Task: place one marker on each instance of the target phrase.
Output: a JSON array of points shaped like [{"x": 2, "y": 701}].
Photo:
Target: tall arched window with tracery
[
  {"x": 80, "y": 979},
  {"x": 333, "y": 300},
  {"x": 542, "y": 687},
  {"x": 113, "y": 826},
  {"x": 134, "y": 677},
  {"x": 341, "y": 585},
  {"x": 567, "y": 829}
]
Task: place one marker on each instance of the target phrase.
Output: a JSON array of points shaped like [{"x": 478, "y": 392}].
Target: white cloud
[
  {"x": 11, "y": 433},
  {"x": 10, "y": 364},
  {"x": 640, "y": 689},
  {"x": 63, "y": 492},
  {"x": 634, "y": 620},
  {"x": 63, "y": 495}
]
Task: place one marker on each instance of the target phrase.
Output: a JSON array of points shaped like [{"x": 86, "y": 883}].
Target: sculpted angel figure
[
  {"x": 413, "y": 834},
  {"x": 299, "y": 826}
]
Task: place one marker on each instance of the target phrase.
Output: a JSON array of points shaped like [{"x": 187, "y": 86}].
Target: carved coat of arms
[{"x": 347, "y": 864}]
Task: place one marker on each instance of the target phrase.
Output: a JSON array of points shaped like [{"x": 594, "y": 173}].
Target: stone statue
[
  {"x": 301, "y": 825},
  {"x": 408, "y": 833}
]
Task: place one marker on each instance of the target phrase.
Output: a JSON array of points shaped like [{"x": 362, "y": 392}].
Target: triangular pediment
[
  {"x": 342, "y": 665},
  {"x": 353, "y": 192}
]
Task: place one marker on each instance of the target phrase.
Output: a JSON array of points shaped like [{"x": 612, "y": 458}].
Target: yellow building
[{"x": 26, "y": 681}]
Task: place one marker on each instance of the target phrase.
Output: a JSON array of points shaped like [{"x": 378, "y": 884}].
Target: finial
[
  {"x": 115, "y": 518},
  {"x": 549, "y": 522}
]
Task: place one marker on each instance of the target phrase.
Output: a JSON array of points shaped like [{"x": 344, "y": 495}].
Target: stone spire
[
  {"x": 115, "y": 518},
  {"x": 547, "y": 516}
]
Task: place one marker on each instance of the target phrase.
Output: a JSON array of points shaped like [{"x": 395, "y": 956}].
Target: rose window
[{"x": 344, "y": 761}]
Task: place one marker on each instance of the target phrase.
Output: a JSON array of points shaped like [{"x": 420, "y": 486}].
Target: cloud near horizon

**EXERCISE AIM:** Reproduce the entries above in full, exactly as they read.

**RESULT OF THIS TASK:**
Task: place one marker on each instance of the target phrase.
Output: a JSON array of points shaped like [{"x": 2, "y": 701}].
Photo:
Target: tall arched window with tracery
[
  {"x": 80, "y": 979},
  {"x": 333, "y": 300},
  {"x": 542, "y": 687},
  {"x": 113, "y": 826},
  {"x": 134, "y": 677},
  {"x": 341, "y": 585},
  {"x": 567, "y": 829}
]
Task: place one marker on each instance of the target phrase.
Output: a JSON array of points shaped like [{"x": 478, "y": 392}].
Target: white cloud
[
  {"x": 11, "y": 433},
  {"x": 10, "y": 364},
  {"x": 640, "y": 689},
  {"x": 63, "y": 492},
  {"x": 634, "y": 620},
  {"x": 63, "y": 495}
]
Task: place one marker on each instance of the target phrase.
Output: a JSON array of points shaped like [{"x": 86, "y": 883}].
Target: sculpted angel figure
[
  {"x": 413, "y": 834},
  {"x": 299, "y": 826}
]
Task: place one marker on each instance of the target phrase.
Output: a JSON array of points shaped like [{"x": 187, "y": 86}].
Target: carved coat of arms
[{"x": 347, "y": 864}]
Task: place one marker on each instance of the target phrase.
Output: a JSON array of points shaped like [{"x": 594, "y": 173}].
Target: stone statue
[
  {"x": 301, "y": 825},
  {"x": 408, "y": 833}
]
Task: place one marker on each instance of the target phrase.
Output: a JSON array of points shaped like [{"x": 362, "y": 392}].
Target: triangular pediment
[
  {"x": 342, "y": 665},
  {"x": 353, "y": 192}
]
Task: place one marker on each instance of the target phrase.
Output: a JSON array of points shaped like [{"x": 612, "y": 458}].
Target: yellow building
[{"x": 26, "y": 681}]
Task: place one marker on each instance of the target phrase.
Output: a JSON array of points shaped like [{"x": 378, "y": 884}].
Target: finial
[
  {"x": 115, "y": 518},
  {"x": 549, "y": 522}
]
Task: place one marker on each instance of the target phrase.
Output: a JSON array of points shaped like [{"x": 344, "y": 495}].
Target: stone spire
[
  {"x": 115, "y": 518},
  {"x": 547, "y": 516}
]
Task: place one marker on each instance of the target phrase.
Output: a JSON array of points shaped like [{"x": 395, "y": 956}].
Target: rose window
[{"x": 344, "y": 761}]
Task: place one marker on each instance of the target phrase.
Output: a JSON array of points shaped like [{"x": 420, "y": 486}].
Target: cloud near horizon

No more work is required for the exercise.